__The task__.
Retype the part of the passage on GPIbα dimer formation that begins at the words "A stable CHO" and ends after "and flow cytometry.", with no changes.

Extracted text Block Start

The hereditary bleeding disorder Bernard-Soulier syndrome (BSS) is caused by an absent or dysfunctional GPIb/IX complex. Lopez et al. have reported that three subunits of the complex (GPIbα, GPIbβ and GPIX) are all necessary for efficient translocation to the cell surface. In contrast, Meyer et al. have demonstrated that GPIbα alone can incorporate into the cell surface. We have established a cell culture system with inducible levels of GPIbβ and GPIX. Using these cell lines, we characterize an intrinsic ability of GPIbα to form dimers and the relevance of specific GPIbα sequences for dimer formation and the assembly of a GPIb/IX complex.
A stable CHO cell line was established that expresses GPIbβ and GPIX under the control of Tet-responsive elements. This cell line was then transfected with WT GPIbα and truncated GPIbα mutants. Expression was monitored by Western blot analysis and flow cytometry.
We observed that expression of GPIbα, by itself, targets GPIbα to the cell surface as a dimer albeit at reduced levels. The GPIbα binding domain for filamin (residues 545–605) is essential for forming a dimer but not for assembly of a GPIb/IX complex. We also observed GPIbα dimer formation in a transgenic mouse that expresses human GPIbα and a mouse chimeric GPIb-IX complex suggesting dimer formation can occur in the platelet. To investigate the role of filamin in the dimerization process, we established a stable cell line deficient in filamin by targeting filamin expression with RNAi. We observed GPIbα dimers in the absence of filamin expression. These results illustrate the importance of expressing all three subunits of the GPIb/IX complex, but also document as intrinsic potential within GPIbα for surface expression via intermolecular homodimerization.

Extracted text Block End
Available data Block Start

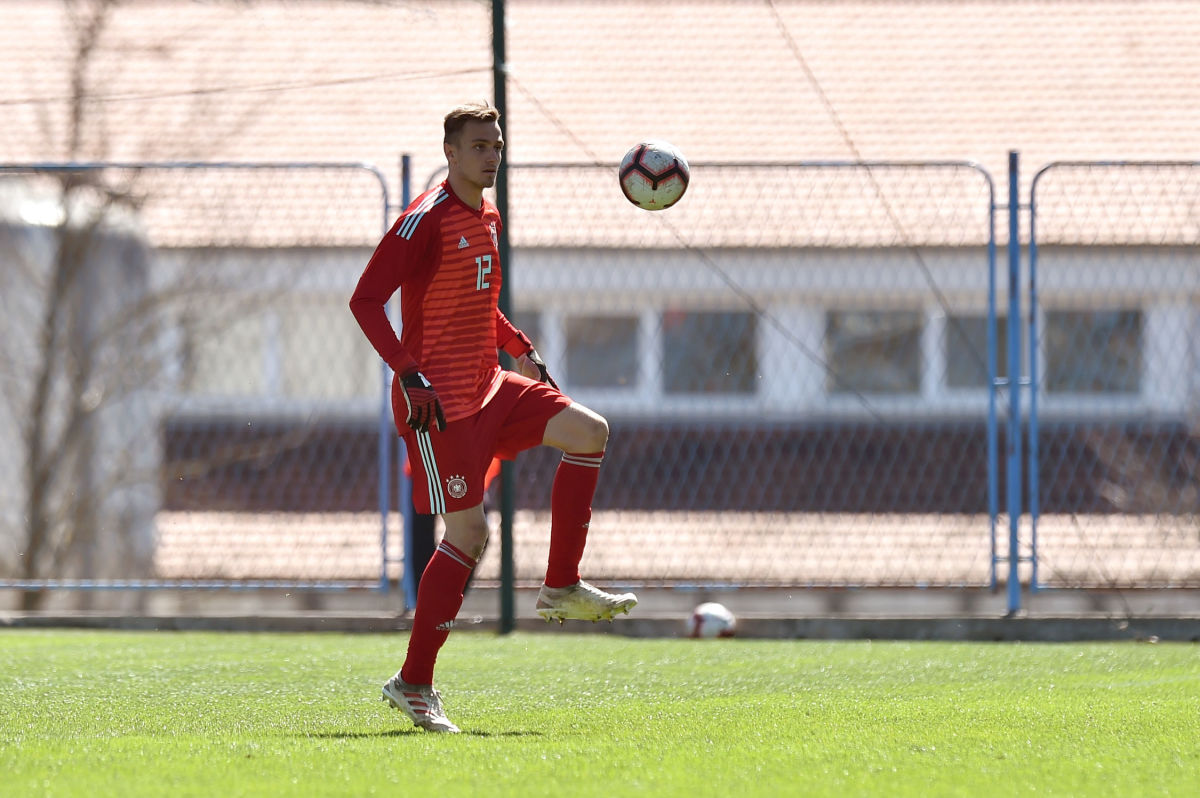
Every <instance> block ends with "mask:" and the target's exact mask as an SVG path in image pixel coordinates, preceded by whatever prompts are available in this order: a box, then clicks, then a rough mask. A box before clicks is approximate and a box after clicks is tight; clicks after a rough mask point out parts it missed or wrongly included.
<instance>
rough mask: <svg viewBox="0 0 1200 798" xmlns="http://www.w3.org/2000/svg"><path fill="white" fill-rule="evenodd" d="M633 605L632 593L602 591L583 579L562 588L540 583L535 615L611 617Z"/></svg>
mask: <svg viewBox="0 0 1200 798" xmlns="http://www.w3.org/2000/svg"><path fill="white" fill-rule="evenodd" d="M636 606H637V596H636V595H634V594H632V593H620V594H613V593H605V592H604V590H601V589H599V588H595V587H593V586H590V584H588V583H587V582H584V581H583V580H580V581H578V582H576V583H575V584H569V586H566V587H565V588H552V587H546V586H545V584H542V586H541V590H539V592H538V614H539V616H541V617H542V618H545V619H546V620H547V622H550V620H557V622H558V623H563V622H564V620H612V619H613V617H614V616H617V614H619V613H622V612H624V613H626V614H629V611H630V610H632V608H634V607H636Z"/></svg>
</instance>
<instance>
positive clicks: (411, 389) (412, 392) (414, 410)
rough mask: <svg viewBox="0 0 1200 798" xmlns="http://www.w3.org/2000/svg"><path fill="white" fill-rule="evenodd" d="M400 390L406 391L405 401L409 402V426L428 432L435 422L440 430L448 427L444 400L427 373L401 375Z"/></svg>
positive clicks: (415, 371)
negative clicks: (401, 375) (402, 376)
mask: <svg viewBox="0 0 1200 798" xmlns="http://www.w3.org/2000/svg"><path fill="white" fill-rule="evenodd" d="M400 390H401V391H403V392H404V402H406V403H407V404H408V419H407V422H408V426H410V427H412V428H413V430H415V431H416V432H428V430H430V425H432V424H434V422H437V425H438V431H439V432H440V431H442V430H445V428H446V416H445V413H443V412H442V401H440V400H439V398H438V392H437V391H436V390H433V386H432V385H430V380H427V379H425V374H422V373H421V372H419V371H414V372H413V373H412V374H409V376H408V377H401V378H400Z"/></svg>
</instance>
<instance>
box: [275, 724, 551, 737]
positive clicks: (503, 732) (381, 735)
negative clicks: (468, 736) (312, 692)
mask: <svg viewBox="0 0 1200 798" xmlns="http://www.w3.org/2000/svg"><path fill="white" fill-rule="evenodd" d="M428 733H430V732H426V731H425V730H421V728H416V727H415V726H414V727H413V728H389V730H386V731H383V732H317V733H314V734H295V737H310V738H316V739H335V740H353V739H370V738H377V737H408V736H409V734H428ZM462 733H463V734H469V736H470V737H541V736H542V733H541V732H535V731H522V730H514V731H506V732H488V731H484V730H481V728H464V730H463V731H462Z"/></svg>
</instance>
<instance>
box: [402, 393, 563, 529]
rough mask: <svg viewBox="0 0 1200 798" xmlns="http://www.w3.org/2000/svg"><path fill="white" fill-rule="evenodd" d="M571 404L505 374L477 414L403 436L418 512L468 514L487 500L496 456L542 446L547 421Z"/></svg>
mask: <svg viewBox="0 0 1200 798" xmlns="http://www.w3.org/2000/svg"><path fill="white" fill-rule="evenodd" d="M570 404H571V400H570V398H569V397H568V396H565V395H563V394H562V392H559V391H557V390H554V389H553V388H551V386H550V385H547V384H545V383H539V382H535V380H533V379H529V378H528V377H522V376H521V374H517V373H515V372H511V371H505V372H502V374H500V386H499V388H498V389H497V391H496V395H494V396H492V400H491V401H490V402H488V403H487V404H485V406H484V407H482V409H481V410H480V412H479V413H476V414H475V415H469V416H467V418H466V419H458V420H457V421H450V422H449V424H446V428H445V430H444V431H442V432H439V431H438V428H437V426H433V427H431V428H430V431H428V432H413V431H412V430H408V431H407V432H406V434H404V445H406V446H407V448H408V462H409V464H410V466H412V472H413V506H414V508H415V509H416V511H418V512H426V514H439V515H440V514H443V512H456V511H458V510H467V509H470V508H473V506H475V505H476V504H480V503H481V502H482V500H484V490H485V482H484V479H485V476H486V474H487V467H488V466H490V464H491V463H492V457H499V458H502V460H512V458H514V457H516V456H517V452H522V451H524V450H526V449H533V448H534V446H540V445H541V439H542V437H544V436H545V434H546V422H547V421H550V420H551V419H552V418H554V416H556V415H558V414H559V413H560V412H562V410H563V409H564V408H566V407H569V406H570Z"/></svg>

Available data Block End

__Solution to this task__.
A stable CHO cell line was established that expresses GPIbβ and GPIX under the control of Tet-responsive elements. This cell line was then transfected with WT GPIbα and truncated GPIbα mutants. Expression was monitored by Western blot analysis and flow cytometry.